**Goal**
Return each line from the rows below that contains the word "green".

— start of Material for this task —

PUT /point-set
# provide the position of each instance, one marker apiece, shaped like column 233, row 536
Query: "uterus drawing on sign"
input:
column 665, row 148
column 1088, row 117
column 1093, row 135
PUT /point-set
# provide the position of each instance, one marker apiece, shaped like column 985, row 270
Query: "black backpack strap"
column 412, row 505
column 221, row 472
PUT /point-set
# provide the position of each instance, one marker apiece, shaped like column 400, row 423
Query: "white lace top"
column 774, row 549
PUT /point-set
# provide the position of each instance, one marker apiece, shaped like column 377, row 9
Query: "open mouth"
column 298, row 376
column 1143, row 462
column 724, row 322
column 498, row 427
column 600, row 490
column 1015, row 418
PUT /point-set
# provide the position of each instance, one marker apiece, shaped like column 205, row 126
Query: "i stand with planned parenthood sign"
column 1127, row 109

— end of Material for this task —
— start of Material for this task —

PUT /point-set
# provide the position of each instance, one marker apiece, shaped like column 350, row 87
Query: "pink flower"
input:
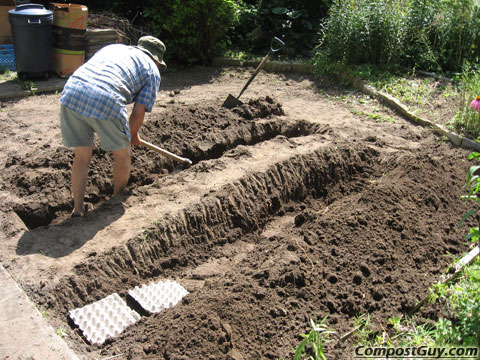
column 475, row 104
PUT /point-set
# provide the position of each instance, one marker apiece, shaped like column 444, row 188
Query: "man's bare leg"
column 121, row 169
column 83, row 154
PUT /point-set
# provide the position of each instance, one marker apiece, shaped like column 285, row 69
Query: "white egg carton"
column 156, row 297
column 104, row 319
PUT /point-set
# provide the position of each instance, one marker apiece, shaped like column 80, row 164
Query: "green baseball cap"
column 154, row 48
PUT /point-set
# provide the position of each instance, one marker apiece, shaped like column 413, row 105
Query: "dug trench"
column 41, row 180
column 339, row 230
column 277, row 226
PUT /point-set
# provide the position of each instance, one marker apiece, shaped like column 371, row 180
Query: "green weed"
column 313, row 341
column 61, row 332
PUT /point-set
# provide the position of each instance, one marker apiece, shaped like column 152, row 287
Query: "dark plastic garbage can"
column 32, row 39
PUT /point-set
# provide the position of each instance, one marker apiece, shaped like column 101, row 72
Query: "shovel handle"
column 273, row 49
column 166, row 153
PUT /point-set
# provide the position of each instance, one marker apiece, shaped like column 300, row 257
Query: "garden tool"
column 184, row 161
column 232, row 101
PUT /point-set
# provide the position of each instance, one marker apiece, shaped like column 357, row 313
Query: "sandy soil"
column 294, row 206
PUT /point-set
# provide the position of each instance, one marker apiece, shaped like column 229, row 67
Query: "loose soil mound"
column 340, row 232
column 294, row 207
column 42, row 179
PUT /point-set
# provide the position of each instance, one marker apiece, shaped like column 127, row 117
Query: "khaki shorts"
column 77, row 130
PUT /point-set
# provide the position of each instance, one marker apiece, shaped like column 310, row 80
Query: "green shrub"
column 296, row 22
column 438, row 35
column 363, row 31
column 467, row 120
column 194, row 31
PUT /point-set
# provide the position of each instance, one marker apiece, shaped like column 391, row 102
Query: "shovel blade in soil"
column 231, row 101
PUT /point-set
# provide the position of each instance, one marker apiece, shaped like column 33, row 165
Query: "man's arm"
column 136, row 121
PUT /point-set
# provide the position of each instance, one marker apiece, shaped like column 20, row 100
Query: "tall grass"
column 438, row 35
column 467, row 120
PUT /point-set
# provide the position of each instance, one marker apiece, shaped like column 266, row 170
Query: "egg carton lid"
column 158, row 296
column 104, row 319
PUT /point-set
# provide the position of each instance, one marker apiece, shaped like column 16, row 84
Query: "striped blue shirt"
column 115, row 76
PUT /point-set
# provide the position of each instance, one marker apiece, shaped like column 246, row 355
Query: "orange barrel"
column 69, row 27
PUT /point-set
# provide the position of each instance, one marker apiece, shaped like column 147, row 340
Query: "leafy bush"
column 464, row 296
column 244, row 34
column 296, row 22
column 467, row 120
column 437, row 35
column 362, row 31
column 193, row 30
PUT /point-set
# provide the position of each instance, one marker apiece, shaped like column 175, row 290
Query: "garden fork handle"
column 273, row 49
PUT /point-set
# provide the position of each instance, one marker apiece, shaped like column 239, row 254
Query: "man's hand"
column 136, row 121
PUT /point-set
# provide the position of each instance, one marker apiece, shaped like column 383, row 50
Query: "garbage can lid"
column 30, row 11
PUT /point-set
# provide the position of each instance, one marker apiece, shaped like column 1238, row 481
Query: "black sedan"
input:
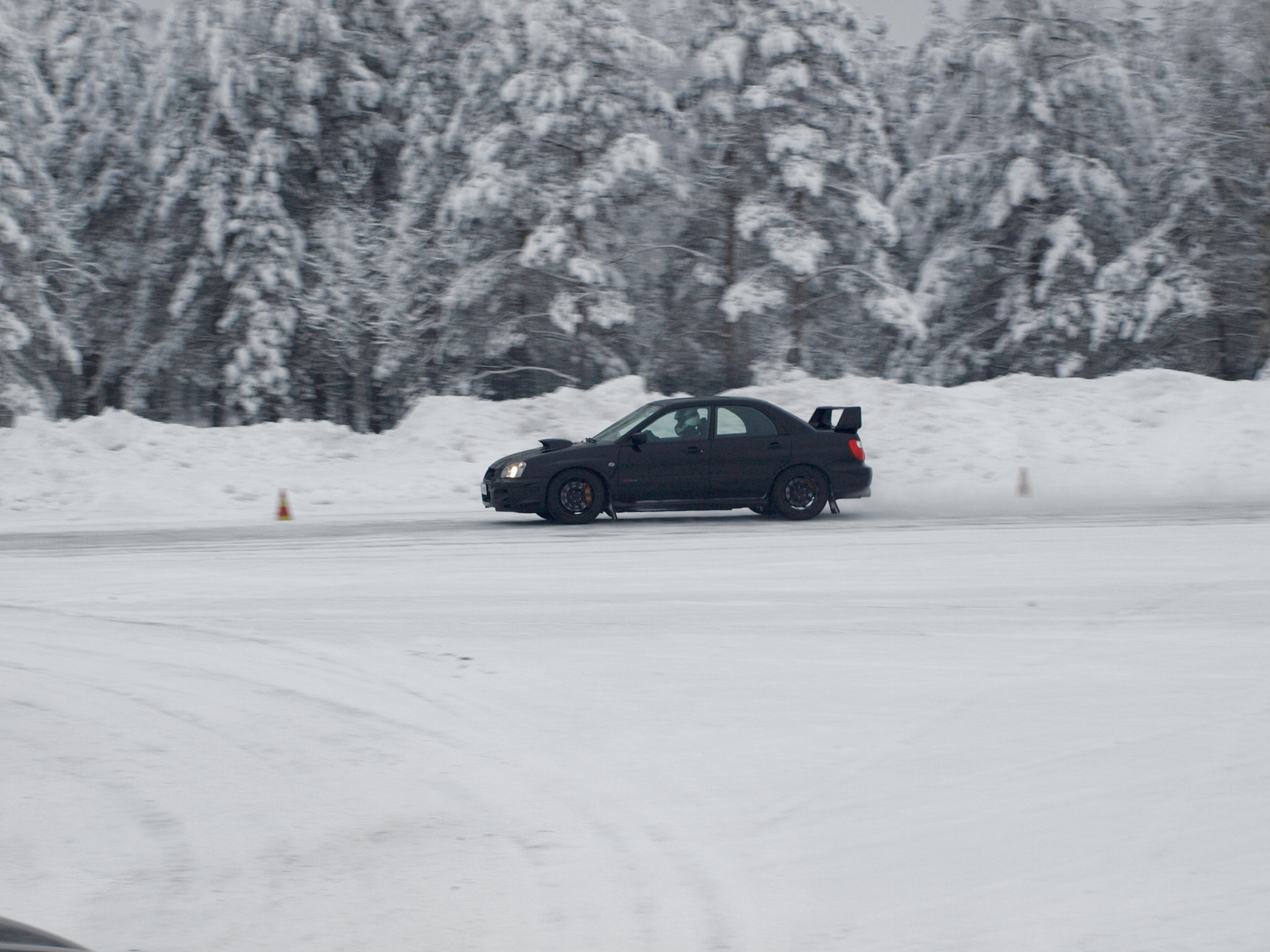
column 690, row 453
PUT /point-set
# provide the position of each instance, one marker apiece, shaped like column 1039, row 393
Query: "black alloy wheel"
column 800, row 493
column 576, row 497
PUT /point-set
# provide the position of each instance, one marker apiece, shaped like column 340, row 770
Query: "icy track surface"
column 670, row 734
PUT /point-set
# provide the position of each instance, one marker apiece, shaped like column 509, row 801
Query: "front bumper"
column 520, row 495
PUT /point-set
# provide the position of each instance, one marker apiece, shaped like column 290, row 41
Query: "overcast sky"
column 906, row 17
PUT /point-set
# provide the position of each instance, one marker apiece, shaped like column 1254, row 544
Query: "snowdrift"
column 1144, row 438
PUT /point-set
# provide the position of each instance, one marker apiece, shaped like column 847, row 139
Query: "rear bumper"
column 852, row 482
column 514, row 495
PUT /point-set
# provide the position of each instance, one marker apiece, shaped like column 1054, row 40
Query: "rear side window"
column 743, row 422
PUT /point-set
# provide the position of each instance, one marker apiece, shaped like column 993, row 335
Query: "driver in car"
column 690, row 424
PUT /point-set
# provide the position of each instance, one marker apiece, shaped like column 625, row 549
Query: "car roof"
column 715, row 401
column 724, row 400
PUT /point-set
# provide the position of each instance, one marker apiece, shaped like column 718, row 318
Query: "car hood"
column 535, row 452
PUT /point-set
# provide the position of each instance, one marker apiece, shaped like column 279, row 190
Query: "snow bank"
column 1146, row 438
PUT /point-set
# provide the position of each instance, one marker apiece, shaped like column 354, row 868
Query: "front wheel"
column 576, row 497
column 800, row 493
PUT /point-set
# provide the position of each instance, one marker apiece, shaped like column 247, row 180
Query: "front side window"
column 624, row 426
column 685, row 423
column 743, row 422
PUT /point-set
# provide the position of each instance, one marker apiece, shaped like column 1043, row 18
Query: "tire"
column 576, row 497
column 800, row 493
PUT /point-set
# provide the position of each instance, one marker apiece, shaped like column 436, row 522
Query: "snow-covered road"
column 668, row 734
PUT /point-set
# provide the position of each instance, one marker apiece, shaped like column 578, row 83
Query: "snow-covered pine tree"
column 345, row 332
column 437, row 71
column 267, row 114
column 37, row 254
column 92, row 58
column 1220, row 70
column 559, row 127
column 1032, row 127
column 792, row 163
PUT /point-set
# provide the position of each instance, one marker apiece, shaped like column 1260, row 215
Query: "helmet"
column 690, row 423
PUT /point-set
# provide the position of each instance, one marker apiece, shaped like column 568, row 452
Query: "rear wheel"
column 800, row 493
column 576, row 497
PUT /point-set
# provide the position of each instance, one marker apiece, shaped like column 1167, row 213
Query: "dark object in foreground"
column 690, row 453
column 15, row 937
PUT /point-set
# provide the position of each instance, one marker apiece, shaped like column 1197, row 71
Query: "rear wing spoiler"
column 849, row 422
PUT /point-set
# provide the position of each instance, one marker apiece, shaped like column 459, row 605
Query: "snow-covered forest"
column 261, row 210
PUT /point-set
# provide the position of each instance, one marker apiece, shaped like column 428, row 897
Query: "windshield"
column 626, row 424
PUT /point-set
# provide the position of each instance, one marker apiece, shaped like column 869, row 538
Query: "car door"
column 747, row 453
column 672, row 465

— end of Material for this task —
— start of Material for this task —

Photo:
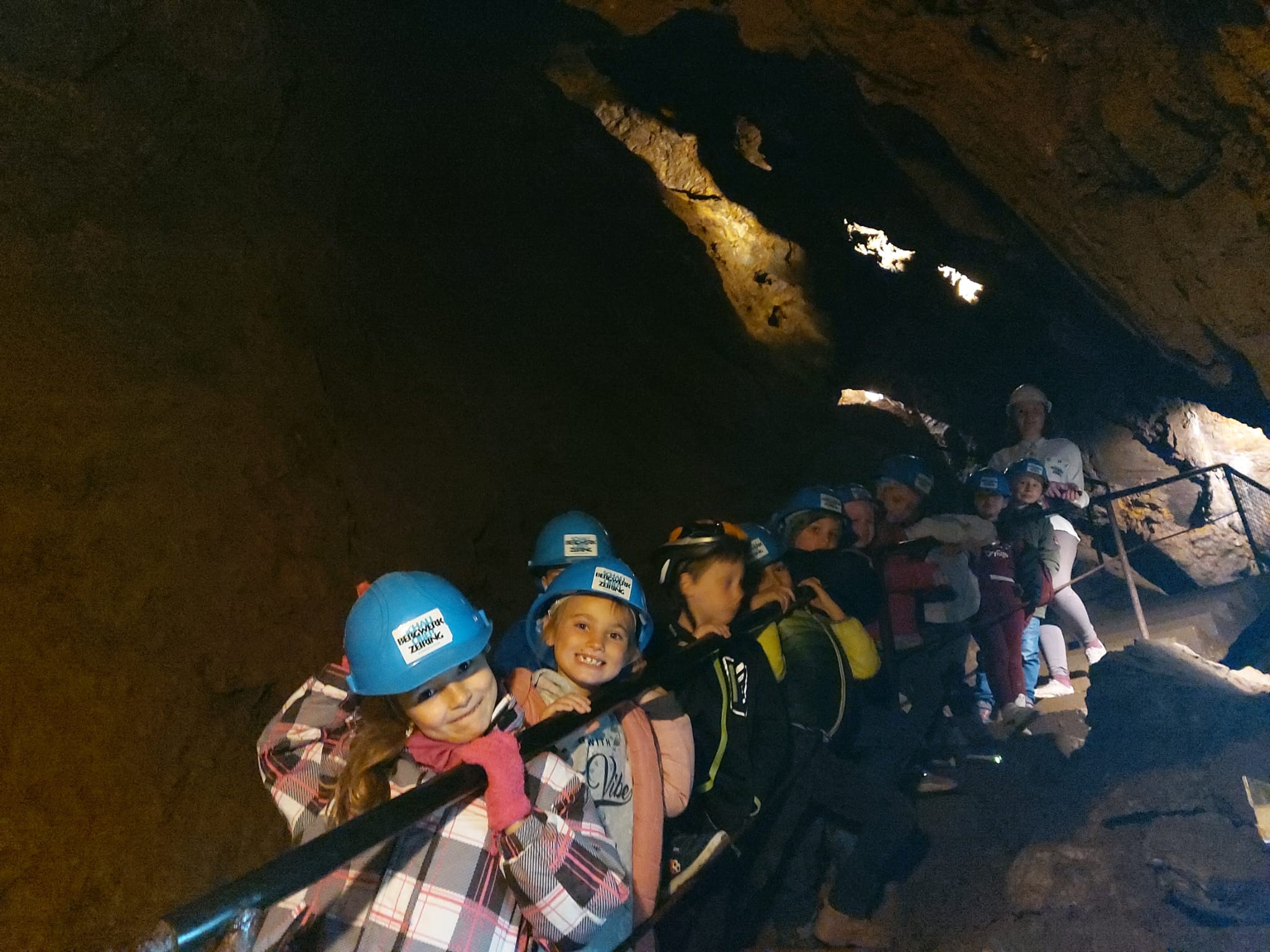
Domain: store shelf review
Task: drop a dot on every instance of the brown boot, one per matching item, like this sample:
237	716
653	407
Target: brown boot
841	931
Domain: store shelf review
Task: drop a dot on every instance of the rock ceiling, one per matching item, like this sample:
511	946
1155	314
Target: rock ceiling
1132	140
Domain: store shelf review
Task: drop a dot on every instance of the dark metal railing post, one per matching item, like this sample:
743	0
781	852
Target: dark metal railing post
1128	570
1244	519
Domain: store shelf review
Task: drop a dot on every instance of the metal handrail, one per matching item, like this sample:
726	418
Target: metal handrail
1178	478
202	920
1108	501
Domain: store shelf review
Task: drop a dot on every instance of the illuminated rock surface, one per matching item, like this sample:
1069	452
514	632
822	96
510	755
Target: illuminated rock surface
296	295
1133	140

— end of Material for this task —

**Expected answer**
Query: "green baseball cap"
Query: "green weed"
Query: "green shrub"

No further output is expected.